The problem – Filter the records down to the lines that hold the word "hand", and copy each of those lines.
··· Exercise materials
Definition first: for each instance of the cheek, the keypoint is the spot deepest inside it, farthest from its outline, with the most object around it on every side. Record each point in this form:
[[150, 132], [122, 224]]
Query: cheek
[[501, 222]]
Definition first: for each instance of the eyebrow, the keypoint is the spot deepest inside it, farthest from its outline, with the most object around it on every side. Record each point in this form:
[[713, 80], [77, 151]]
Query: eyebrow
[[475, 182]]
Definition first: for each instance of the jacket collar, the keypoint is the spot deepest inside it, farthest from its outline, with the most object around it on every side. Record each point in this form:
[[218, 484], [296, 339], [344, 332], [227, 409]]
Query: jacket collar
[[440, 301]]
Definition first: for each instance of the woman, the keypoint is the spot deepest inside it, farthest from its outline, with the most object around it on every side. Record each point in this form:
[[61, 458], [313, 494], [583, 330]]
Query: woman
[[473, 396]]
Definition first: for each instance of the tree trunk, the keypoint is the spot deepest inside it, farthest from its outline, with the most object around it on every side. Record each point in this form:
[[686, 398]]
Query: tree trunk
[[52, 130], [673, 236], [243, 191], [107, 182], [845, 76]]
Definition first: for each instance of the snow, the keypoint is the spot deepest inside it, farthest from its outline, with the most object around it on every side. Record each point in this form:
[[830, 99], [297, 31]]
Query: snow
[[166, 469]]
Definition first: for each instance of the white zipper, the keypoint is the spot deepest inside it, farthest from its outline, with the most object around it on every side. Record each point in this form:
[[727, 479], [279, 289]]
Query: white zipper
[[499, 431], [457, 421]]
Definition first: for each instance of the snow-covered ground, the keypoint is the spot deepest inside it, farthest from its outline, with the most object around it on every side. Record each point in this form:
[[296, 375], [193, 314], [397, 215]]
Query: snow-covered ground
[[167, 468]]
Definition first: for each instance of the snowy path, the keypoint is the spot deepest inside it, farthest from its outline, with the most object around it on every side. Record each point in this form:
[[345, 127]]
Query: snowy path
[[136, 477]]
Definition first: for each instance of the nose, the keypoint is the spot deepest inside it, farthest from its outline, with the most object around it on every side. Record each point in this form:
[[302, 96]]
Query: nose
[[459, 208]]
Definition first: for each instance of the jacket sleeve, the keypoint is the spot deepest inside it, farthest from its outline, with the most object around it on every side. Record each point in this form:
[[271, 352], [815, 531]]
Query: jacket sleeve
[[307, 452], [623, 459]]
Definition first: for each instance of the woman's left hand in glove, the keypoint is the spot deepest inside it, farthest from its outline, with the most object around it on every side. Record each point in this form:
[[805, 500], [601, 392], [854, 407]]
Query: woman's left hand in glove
······
Solution to the problem –
Definition first: for each instance of the woman's left hand in glove, the keypoint is the spot deepest inside it, farthest from its outline, with the most object around it on every side. Record each point in this form:
Query: woman's left hand in glove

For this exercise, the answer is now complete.